### [YOUR ASSIGNMENT]
With the pictures left out, copy the listing below exactly.

■ ■ ■ ■ ■

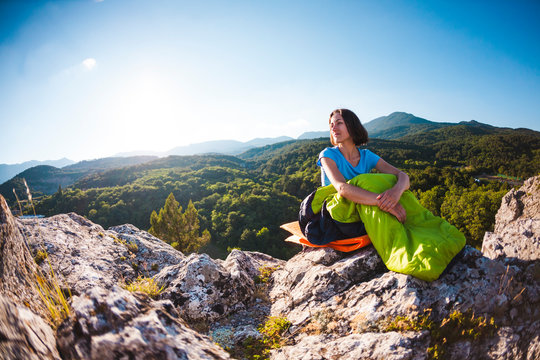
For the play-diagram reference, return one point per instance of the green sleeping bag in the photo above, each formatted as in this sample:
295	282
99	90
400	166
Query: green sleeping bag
422	246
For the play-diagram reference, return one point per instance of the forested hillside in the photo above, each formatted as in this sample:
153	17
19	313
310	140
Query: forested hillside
242	200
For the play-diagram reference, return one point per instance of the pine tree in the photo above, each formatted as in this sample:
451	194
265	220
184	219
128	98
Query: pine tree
181	230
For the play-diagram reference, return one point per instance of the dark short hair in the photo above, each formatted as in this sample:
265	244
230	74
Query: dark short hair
355	128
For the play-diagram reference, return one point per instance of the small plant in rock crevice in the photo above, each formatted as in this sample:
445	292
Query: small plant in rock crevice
271	337
146	285
455	327
41	255
265	274
48	288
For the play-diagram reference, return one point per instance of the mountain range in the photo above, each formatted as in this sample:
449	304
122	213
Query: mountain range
46	177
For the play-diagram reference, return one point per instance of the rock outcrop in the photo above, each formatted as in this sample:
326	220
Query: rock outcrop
517	225
341	306
24	335
116	324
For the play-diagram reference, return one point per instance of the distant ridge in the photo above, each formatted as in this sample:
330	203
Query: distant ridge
399	124
314	135
7	171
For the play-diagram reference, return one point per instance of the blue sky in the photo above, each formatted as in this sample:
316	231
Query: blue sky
86	79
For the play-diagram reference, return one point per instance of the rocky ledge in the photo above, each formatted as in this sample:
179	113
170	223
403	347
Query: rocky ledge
339	306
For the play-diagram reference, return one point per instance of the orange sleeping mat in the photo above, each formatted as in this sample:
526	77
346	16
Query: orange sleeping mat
345	245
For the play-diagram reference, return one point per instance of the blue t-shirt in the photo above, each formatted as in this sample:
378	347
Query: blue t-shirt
368	161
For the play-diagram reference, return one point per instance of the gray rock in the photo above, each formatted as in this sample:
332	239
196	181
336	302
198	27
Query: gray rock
24	335
85	255
117	324
368	346
334	299
205	290
517	225
18	269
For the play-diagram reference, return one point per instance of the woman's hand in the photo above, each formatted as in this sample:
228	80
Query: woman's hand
399	212
389	199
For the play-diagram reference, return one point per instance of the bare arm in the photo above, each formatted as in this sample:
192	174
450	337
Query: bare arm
390	197
361	196
348	191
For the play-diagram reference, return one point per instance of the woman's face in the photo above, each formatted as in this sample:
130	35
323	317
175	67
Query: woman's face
338	129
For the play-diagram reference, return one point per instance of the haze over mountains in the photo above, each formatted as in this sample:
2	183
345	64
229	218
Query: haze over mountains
392	127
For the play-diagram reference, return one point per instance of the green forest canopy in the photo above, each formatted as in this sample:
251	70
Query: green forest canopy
242	200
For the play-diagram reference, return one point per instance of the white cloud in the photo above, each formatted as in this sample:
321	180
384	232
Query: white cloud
89	63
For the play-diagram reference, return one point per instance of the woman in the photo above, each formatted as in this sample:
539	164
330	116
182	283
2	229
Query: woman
345	160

■ ■ ■ ■ ■

### [TASK ANSWER]
For the play-diagram reference, return one point per instance of the green sleeping bag in the photo above, each formatted as in this sample:
295	282
99	90
400	166
Query: green sleeping bag
422	246
For the play-diagram reference, return one point per instance of the forested hillside in the photo above, each formatted as in this sample:
153	17
19	313
310	140
Query: forested hillside
242	200
For the play-diagram reference, return one point per instance of the pine tree in the photo above, each formatted as in this sample:
451	194
265	220
184	219
128	98
Query: pine tree
181	230
For the play-diagram reference, return one point per instance of the dark short hair in the photo above, each formatted as in this sample:
265	244
230	74
Query: dark short hair
355	128
For the play-diagram reference, return one point per instance of the small plant in rock crevice in the photo above, each formatted as in this sample:
445	292
Query: small plant in rock crevice
271	337
146	285
455	327
41	255
265	274
48	288
For the play-diagram reference, return one point per instance of the mountain range in the photo above, each formatted as in this sample:
449	304
122	213
Query: mountain range
46	177
For the play-diagram reference, return one point per instance of the rock outcrop in the photo above, each formatted as in this sample:
326	220
Query: rock outcrop
517	225
341	306
24	335
116	324
For the play-diagram reference, return one point per instance of the distant ridge in the photo above, each formatted as in this sample:
330	203
Query: distant ridge
399	124
314	135
7	171
For the play-diagram reference, return one point per instance of the blue sky in the photo above, each formatted as in this sample:
316	231
Query: blue sky
86	79
For the play-diagram reference, return one point per instance of the rocky ledge in the photo above, each formatted as in this sample:
179	113
170	223
403	347
Query: rocky ledge
339	306
For the play-diagram reference, return one point per instance of the orange sleeping mat in the photo above, each formatted as in this sample:
526	77
346	16
Query: orange sleeping mat
345	245
For the play-diagram reference, return one point per instance of the blue t-shirt in the photo above, each formatted as in this sample:
378	347
Query: blue t-shirt
368	161
For the play-diagram reference, return one point per instance of the gray rock in the photo above, each formatted as in this sample:
332	239
196	181
336	302
198	27
Query: gray rock
24	335
85	255
117	324
368	346
334	299
205	290
517	225
18	269
For the play-diagram reference, return one point per instance of the woman's hand in the photo above, each formatted as in this sample:
228	80
Query: woman's hand
399	212
389	199
For the play-diagram reference, return one point per instance of the bare arm in the photo above, each formatted as in this sample:
192	174
450	337
Query: bare arm
390	197
361	196
348	191
For the play-diagram reference, return one point per instance of the woman's face in the photo above, each formatted as in this sample:
130	35
323	317
175	67
Query: woman's face
338	129
For the play-diagram reference, return one point per instance of the haze over mountains in the photo above, each formatted as in this sample:
2	183
345	64
229	218
Query: haze over mountains
392	127
For the play-diagram reference, return one point per instance of the green forest canopy in the photo above, each formatted as in this sample:
251	70
Query: green forest canopy
242	200
For the play-diagram reference, return one point per instance of the white cloud in the photo above, each formatted as in this sample:
321	180
384	232
Query: white cloud
89	63
For the play-diagram reference, return one point per instance of the woman in the photo above, each formatted as in this sample:
539	164
330	116
182	283
2	229
Query: woman
345	160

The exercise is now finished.